- _Rincian Tugas_:
Sebutkan setiap nabi yang menurut kutipan teks di bawah tentang tujuh langit dalam kisah Isra' Mi'raj berada di tingkat langit tertentu. Sertakan tingkat langitnya masing-masing.

- _Kutipan Teks_:
____

Dilangit ketiga ada Nabi Yusuf. Nabi Idris dijumpai dilangit ke Empat. Lalu
Nabi SAW. Bertemu dengan Nabi Harun dilangit kelima, Nabi Musa dilangit keenam
dan Nabi Ibrahim dilangit ketujuh. Dilangit ketujuh dilihatnya Baitul Ma’mur,
tempat 70.000 Malaikat shalat tiap harinya setiap Malaikat hanya sekali
memasukinya dan tak akan pernah masuk lagi.
Dan keterangan diatas
tampak bahwa tujuh langit itu memang ada. Tetapi, apakah tujuh langit yang
dimaksud itu tujuh langit yang bentuknya sama. Jika dari bumi kita bias melihat
langit yang pertama, apakah langit kedua sampai ketujuh juga bentuknya seperti
itu.
Menurut Muhammad
Al-Banna dari Mesir dan beberapa ahli
tafsir, bahwa sidratul muntaha yang merupakan langit tertinggi itu
merupakan Bintang Syi’ra. Tetapi sebagian lainya, seperti Muhammad Rasid Ridha
dari Mesir, berpendapat bahwa tujuh langit dalam kisah Isra’ Mi’raj adalah
langit ghaib.
Masalah langit ghaib
ini bias dibuktikan. Misalnya, pertemuan Nabi Muhammad saw. Dengan ruh para
Nabi, melihat dua sungai disurga dan dua sungai di bumi, serta melihat Baitul
Ma’mur, tempat ibadah para Malaikat. Jadi, nampaknya pengertian langit dalam
kisah Isra’ mi;\’raj itu memang bukan langit lahiriyah yang berisi
bintang-bintang, tetapi langit ghaib.

____

- _Data yang Diberikan_:
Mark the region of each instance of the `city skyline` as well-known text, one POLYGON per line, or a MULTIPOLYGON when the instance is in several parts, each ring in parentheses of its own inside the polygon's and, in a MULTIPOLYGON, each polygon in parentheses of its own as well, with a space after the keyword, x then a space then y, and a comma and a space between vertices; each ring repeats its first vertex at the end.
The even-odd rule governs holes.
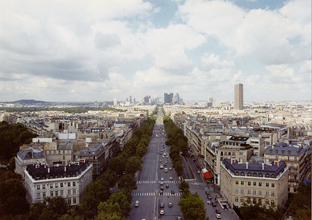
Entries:
POLYGON ((311 100, 308 1, 1 3, 0 102, 311 100))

____

- _Jawaban Akhir_:
Nabi Yusuf berada di langit ketiga, Nabi Idris di langit keempat, Nabi Harun di langit kelima, Nabi Musa di langit keenam, dan Nabi Ibrahim di langit ketujuh.